Copy out exactly every line from the line containing "Could you spot the rear tire" until the records below end, inclusive of both boundary lines.
☆ ☆ ☆ ☆ ☆
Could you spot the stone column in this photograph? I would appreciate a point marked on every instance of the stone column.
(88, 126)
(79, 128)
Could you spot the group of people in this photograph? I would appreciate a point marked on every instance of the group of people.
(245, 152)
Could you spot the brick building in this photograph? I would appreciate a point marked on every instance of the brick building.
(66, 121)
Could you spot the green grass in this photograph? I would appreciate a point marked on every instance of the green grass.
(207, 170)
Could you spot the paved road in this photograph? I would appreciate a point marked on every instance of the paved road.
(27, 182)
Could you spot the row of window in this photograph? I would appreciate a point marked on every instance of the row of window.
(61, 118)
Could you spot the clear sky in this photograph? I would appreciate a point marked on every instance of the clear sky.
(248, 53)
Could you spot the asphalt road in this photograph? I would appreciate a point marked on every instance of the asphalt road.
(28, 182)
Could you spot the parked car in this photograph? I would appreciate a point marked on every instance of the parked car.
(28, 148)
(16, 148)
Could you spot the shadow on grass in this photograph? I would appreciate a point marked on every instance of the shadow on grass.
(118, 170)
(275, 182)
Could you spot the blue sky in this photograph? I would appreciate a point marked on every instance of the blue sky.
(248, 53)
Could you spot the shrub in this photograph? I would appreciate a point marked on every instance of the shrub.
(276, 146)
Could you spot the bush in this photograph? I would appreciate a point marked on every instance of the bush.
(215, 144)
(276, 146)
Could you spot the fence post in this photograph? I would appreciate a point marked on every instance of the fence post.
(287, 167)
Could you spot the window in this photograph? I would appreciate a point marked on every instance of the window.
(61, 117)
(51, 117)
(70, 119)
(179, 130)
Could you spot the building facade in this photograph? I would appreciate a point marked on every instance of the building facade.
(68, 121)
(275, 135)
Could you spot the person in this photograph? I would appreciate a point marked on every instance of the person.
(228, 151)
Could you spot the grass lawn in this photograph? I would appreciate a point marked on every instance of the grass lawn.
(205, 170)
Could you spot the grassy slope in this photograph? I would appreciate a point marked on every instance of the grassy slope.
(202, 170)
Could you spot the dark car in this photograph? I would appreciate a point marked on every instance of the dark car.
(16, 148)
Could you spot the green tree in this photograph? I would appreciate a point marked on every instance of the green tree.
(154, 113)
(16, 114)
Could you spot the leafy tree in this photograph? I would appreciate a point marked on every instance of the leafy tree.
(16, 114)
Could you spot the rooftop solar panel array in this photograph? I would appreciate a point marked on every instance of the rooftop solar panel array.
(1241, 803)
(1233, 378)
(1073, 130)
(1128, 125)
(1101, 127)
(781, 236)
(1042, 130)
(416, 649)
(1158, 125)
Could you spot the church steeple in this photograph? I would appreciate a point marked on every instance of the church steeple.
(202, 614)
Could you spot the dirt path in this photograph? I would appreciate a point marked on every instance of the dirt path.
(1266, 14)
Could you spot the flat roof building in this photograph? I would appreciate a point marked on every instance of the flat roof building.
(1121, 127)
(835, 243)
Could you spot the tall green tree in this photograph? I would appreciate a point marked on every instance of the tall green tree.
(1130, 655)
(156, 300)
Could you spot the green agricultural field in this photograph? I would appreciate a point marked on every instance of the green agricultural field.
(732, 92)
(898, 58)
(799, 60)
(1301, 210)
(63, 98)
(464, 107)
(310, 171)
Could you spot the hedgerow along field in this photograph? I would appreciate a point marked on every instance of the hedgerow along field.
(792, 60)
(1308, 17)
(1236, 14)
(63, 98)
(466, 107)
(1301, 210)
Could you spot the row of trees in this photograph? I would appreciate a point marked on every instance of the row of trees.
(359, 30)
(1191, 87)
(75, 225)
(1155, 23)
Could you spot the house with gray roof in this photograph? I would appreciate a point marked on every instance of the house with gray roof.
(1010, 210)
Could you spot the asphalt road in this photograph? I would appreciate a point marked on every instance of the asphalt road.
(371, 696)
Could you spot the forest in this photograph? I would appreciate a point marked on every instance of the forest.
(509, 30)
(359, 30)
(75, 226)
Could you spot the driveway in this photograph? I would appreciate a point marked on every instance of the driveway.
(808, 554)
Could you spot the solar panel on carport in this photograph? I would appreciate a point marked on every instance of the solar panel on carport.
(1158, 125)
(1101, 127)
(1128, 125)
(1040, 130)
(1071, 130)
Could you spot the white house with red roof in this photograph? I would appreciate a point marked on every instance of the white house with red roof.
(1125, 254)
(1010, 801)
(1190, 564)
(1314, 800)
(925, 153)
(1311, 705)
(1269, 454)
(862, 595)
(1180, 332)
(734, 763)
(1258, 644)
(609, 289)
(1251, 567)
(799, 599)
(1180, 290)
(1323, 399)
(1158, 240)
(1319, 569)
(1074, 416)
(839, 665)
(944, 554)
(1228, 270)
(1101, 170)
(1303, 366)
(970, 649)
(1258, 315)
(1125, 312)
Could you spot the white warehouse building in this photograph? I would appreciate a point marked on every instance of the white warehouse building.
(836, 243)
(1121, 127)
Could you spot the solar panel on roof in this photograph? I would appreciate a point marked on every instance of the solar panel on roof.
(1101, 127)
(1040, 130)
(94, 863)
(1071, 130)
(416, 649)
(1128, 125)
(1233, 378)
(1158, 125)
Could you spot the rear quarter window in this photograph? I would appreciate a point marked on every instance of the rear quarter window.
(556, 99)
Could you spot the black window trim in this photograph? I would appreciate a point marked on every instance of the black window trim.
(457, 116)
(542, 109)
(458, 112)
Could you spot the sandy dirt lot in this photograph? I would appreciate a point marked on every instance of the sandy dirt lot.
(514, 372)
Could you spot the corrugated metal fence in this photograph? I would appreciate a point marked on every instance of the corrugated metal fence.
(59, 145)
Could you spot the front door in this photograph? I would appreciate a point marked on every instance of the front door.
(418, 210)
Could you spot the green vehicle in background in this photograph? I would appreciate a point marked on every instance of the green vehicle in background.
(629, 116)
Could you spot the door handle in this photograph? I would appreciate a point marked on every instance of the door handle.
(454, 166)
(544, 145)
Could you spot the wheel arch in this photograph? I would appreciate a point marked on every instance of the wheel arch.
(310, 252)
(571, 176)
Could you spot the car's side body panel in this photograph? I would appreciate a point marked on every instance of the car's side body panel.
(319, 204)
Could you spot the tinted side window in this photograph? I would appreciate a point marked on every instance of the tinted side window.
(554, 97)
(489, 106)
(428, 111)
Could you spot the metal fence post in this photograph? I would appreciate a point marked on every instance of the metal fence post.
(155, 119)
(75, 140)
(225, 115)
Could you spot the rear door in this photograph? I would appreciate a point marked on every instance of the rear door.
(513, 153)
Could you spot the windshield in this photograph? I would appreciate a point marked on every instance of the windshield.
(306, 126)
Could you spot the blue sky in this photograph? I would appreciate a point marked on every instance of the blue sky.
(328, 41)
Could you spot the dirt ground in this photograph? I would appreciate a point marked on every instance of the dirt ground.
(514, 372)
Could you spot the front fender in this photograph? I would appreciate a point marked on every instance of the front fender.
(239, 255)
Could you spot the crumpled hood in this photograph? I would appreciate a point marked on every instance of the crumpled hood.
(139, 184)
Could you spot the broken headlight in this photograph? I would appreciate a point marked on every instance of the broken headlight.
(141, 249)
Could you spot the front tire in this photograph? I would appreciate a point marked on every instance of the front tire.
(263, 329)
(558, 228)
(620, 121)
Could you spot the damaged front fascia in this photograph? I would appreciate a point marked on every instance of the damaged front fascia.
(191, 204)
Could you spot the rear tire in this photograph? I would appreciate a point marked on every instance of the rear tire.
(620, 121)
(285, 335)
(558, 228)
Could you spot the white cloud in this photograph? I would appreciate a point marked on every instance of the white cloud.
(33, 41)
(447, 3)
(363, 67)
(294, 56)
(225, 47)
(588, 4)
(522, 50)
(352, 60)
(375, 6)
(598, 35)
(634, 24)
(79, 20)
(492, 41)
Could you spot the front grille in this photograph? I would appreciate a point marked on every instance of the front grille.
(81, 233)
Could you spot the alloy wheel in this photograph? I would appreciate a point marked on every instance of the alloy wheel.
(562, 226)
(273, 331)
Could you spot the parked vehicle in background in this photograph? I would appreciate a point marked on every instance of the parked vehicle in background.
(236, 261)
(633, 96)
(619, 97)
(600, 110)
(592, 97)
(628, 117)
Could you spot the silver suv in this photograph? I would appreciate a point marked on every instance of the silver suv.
☆ ☆ ☆ ☆ ☆
▶ **RESULT**:
Could you spot the rear tire in this photograph? I would appreciate a point marked on every instance of the rear tire.
(620, 121)
(285, 335)
(558, 228)
Could you spot the white cloud in this photograph? I would appreciate a point marked on every instance of the white cloud.
(33, 41)
(447, 3)
(363, 67)
(294, 56)
(225, 47)
(588, 4)
(522, 50)
(352, 60)
(375, 6)
(598, 35)
(634, 24)
(79, 20)
(492, 41)
Could you spot the front grille in this photograph? I would appreciate a point marked on every instance of the front grille.
(81, 233)
Could you spot the alloy wheel in this photograph? I would appreciate a point marked on every instance of the alloy wheel.
(562, 226)
(273, 331)
Could you spot the parked vehicle in background in this photograph? I would appreciate a point marked on every instance of the parked vehicle in background.
(236, 261)
(633, 96)
(619, 97)
(600, 110)
(592, 97)
(628, 117)
Could you spot the silver suv in this photograph? I would appreciate a point marked on every instance of the silver suv.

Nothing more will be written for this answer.